Task details.
Return all the data exactly, keeping the pictures out.

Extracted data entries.
*** Begin section ***
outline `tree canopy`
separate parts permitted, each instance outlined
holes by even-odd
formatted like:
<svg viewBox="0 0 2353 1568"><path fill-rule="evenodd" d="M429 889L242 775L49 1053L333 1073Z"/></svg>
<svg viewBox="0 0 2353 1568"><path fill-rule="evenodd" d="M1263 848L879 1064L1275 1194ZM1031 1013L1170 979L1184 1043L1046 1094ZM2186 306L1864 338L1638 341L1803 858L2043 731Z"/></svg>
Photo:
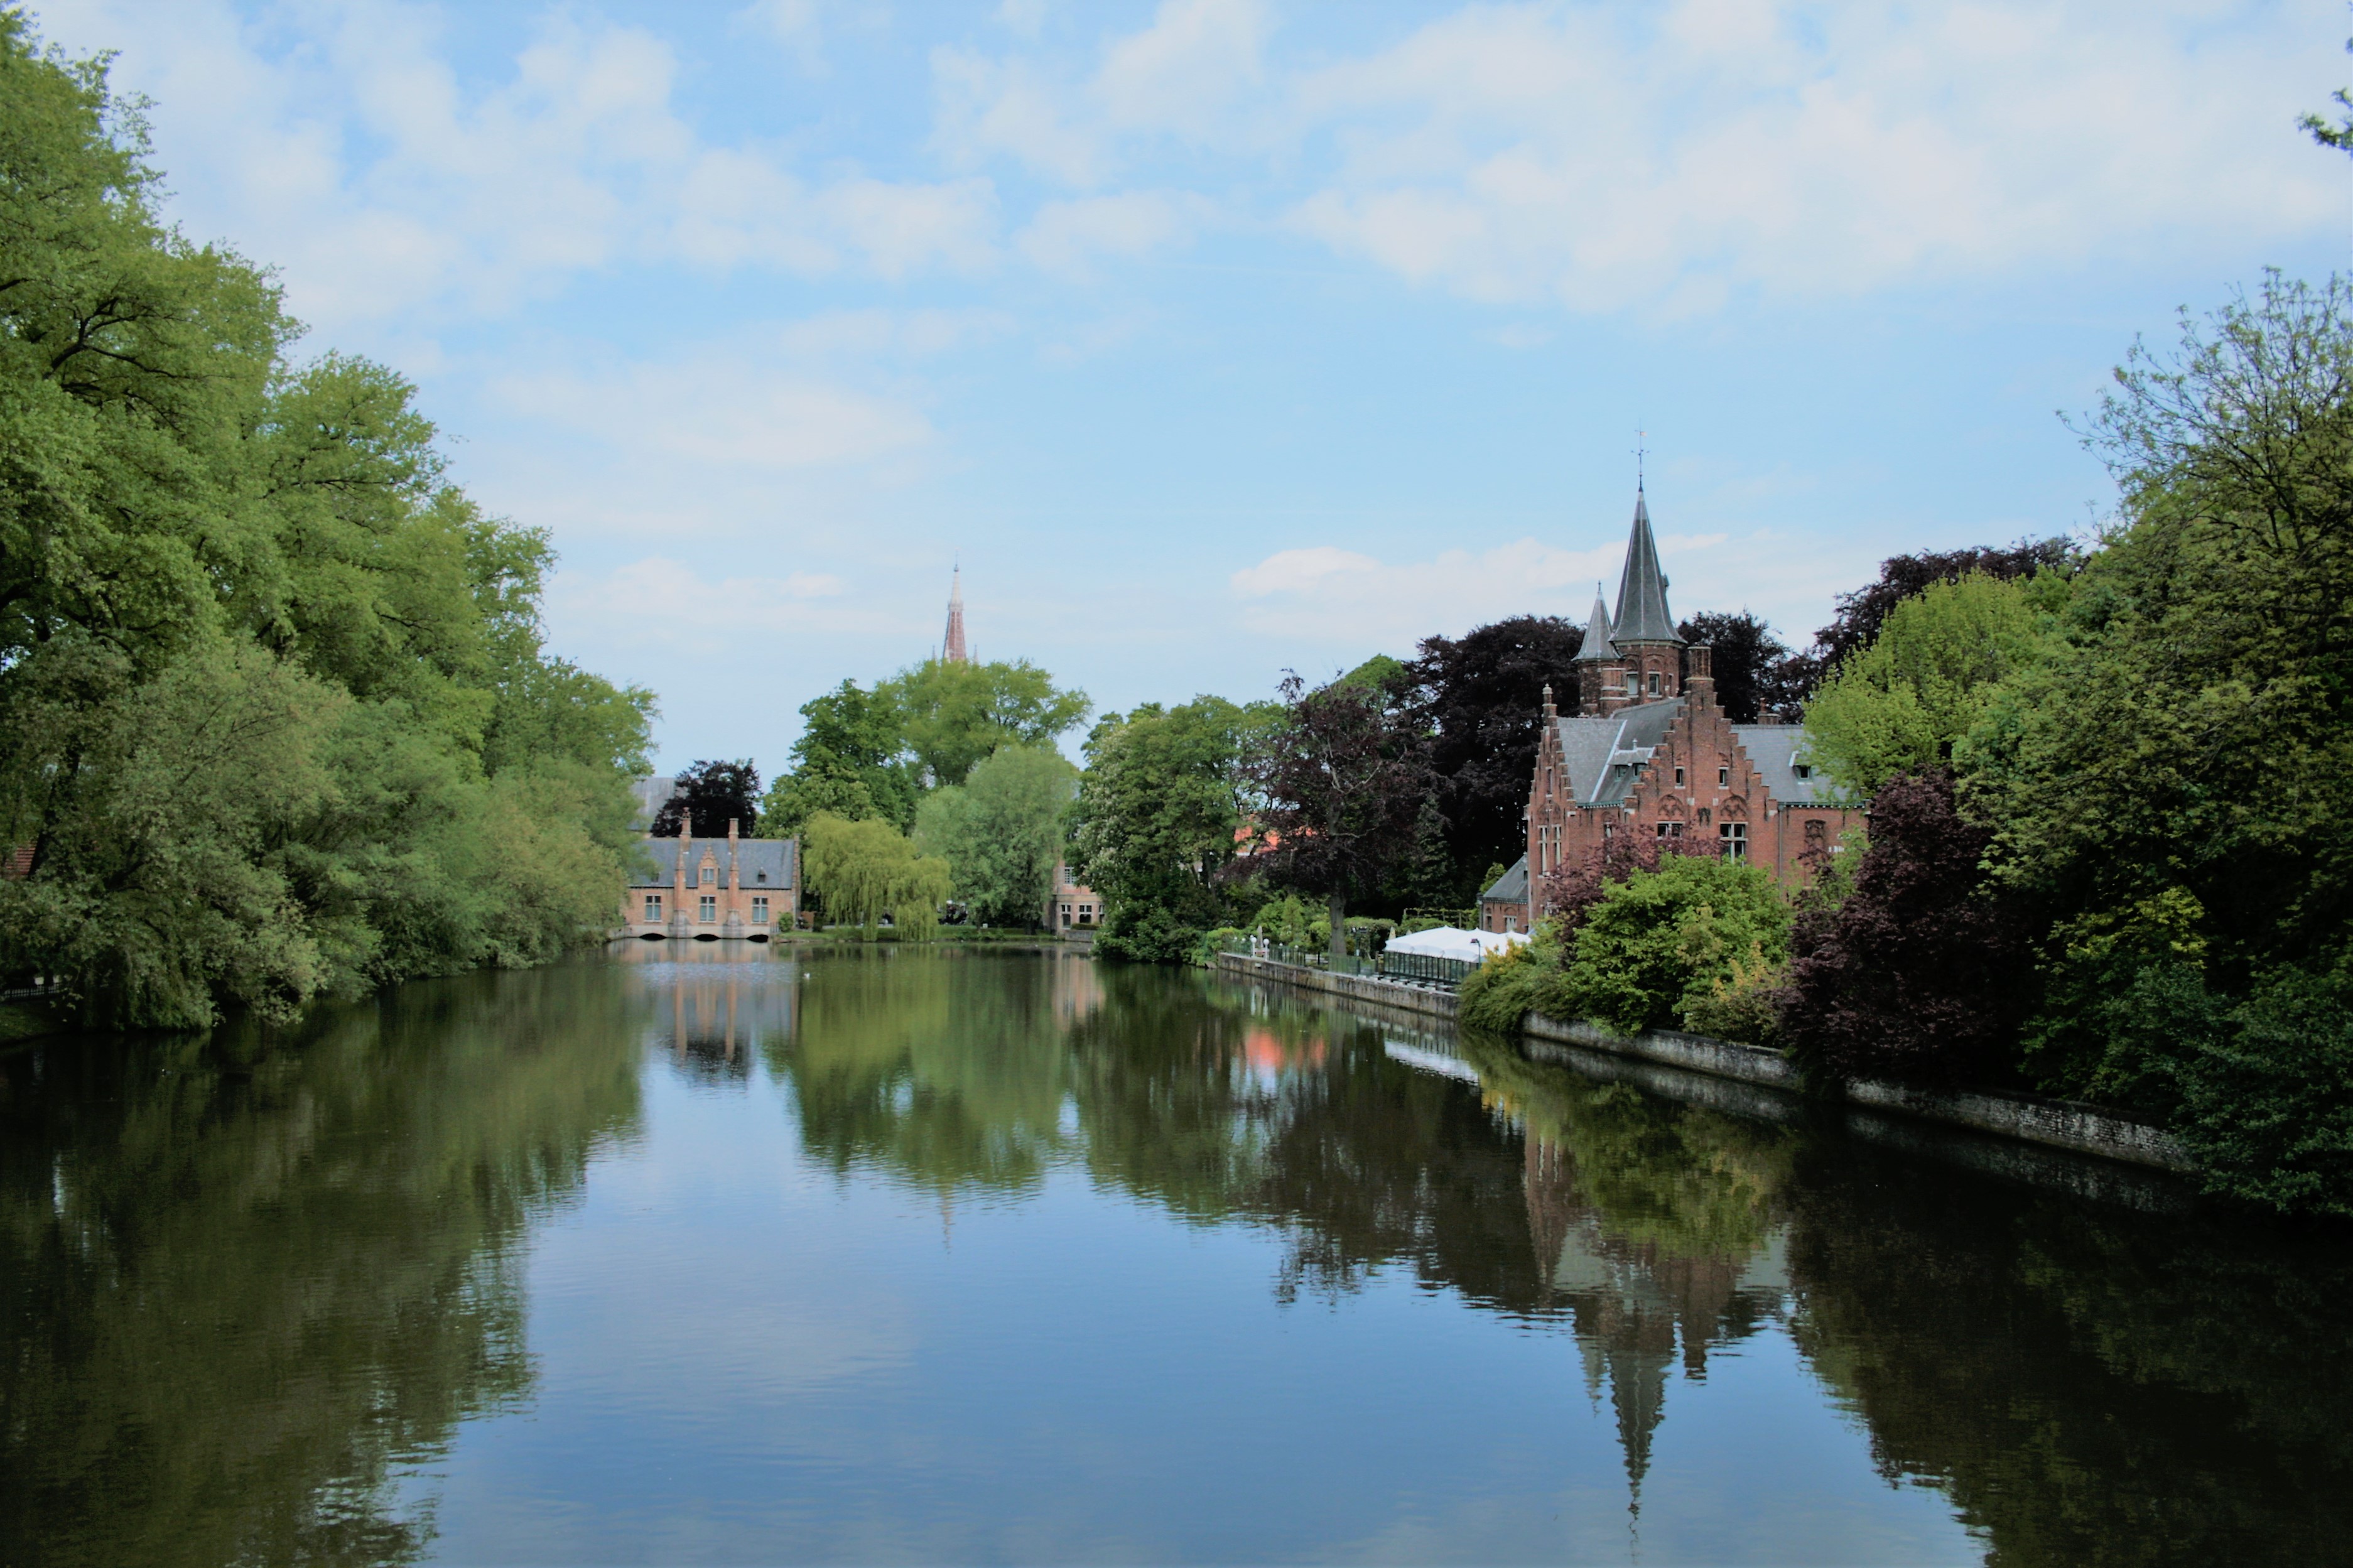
*** End section ***
Exercise solution.
outline `tree canopy`
separate parts permitted, each instance outlined
holes by even-odd
formatted like:
<svg viewBox="0 0 2353 1568"><path fill-rule="evenodd" d="M429 889L242 775L49 1053L333 1073Z"/></svg>
<svg viewBox="0 0 2353 1568"><path fill-rule="evenodd" d="M1263 848L879 1064L1275 1194ZM1031 1013L1170 979L1184 1043L1046 1094ZM2186 306L1864 338L1638 341L1803 858L2043 731Z"/></svg>
Photo:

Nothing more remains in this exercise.